## Exercise:
Quote word for word the lines that start with the one containing "target | church building" and run through the last line.

(Point labeling lines)
* Start *

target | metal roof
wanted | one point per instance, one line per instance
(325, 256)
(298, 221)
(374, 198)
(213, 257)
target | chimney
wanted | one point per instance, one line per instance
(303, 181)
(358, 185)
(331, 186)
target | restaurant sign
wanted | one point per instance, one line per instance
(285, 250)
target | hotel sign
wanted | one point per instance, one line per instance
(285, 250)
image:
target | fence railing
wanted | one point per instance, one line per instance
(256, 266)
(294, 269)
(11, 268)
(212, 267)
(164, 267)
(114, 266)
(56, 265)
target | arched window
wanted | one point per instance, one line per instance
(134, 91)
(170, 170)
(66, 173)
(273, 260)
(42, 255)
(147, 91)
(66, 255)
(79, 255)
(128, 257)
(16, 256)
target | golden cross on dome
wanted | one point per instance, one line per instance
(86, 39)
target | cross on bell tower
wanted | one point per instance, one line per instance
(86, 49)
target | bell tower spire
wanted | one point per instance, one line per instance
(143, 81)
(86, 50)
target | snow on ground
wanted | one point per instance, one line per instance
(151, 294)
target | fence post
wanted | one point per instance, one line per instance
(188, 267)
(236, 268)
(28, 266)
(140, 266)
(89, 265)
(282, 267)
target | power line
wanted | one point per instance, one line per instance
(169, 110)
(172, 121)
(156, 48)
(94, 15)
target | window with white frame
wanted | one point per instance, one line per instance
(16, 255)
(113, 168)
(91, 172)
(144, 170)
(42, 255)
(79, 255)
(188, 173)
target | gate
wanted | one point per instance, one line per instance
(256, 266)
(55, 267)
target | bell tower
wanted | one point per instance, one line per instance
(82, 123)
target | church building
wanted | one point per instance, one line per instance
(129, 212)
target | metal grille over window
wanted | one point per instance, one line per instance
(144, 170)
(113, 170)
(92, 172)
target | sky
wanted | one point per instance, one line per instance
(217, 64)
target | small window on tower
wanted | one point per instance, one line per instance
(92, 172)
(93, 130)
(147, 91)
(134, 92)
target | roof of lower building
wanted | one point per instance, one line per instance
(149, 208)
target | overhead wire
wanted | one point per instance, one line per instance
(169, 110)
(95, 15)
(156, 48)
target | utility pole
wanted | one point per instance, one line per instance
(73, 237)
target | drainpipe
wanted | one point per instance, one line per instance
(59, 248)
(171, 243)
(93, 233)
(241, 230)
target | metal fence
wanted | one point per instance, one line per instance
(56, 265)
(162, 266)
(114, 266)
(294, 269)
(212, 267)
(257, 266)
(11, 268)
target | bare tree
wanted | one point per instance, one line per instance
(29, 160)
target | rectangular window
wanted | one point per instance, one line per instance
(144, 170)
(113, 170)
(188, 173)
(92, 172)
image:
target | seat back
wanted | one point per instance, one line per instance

* End *

## Solved exercise:
target | church building
wanted | one point per instance, one line per instance
(129, 212)
target | metal grille over window
wanted | one point per instance, one line per instance
(144, 170)
(113, 170)
(92, 172)
target | sky
wanted | one point per instance, one line per instance
(217, 64)
target | small window on tower
wanted | one point per instance, one line per instance
(92, 172)
(93, 130)
(147, 91)
(134, 92)
target | roof of lower building
wanted | one point per instance, one line per instance
(149, 208)
target | overhead wire
wanted | one point per instance, one line per instance
(169, 110)
(95, 15)
(156, 48)
target | utility pole
wanted | one point per instance, one line per instance
(73, 237)
target | drainpipe
wanted | one point per instance, one line per instance
(59, 248)
(171, 243)
(93, 233)
(241, 230)
target | metal fence
wanted | one point per instance, one line per instance
(56, 265)
(162, 266)
(114, 266)
(294, 269)
(212, 267)
(257, 266)
(11, 268)
target | bare tree
wanted | one point per instance, one line per instance
(29, 160)
target | rectangular window
wanted | one point per instance, one line per instance
(144, 170)
(113, 170)
(188, 173)
(92, 172)
image:
target | seat back
wanted | one point per instance, one line per instance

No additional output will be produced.